### WRITTEN REQUEST
Pull out every line of the entries below that contains the word "Current", and copy each one as it appears. Case counts.

*** RECORD LIST ***

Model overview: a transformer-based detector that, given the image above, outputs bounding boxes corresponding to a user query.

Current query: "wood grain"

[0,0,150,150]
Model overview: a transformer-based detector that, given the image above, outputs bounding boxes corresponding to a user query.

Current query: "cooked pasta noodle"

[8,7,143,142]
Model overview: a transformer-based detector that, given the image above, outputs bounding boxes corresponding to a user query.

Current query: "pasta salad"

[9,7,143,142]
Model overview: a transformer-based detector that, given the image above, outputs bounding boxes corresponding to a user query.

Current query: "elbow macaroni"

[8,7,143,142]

***

### EXERCISE RESULT
Current query: "wood grain"
Current query: "cooked pasta noodle"
Current query: "pasta salad"
Current query: "elbow macaroni"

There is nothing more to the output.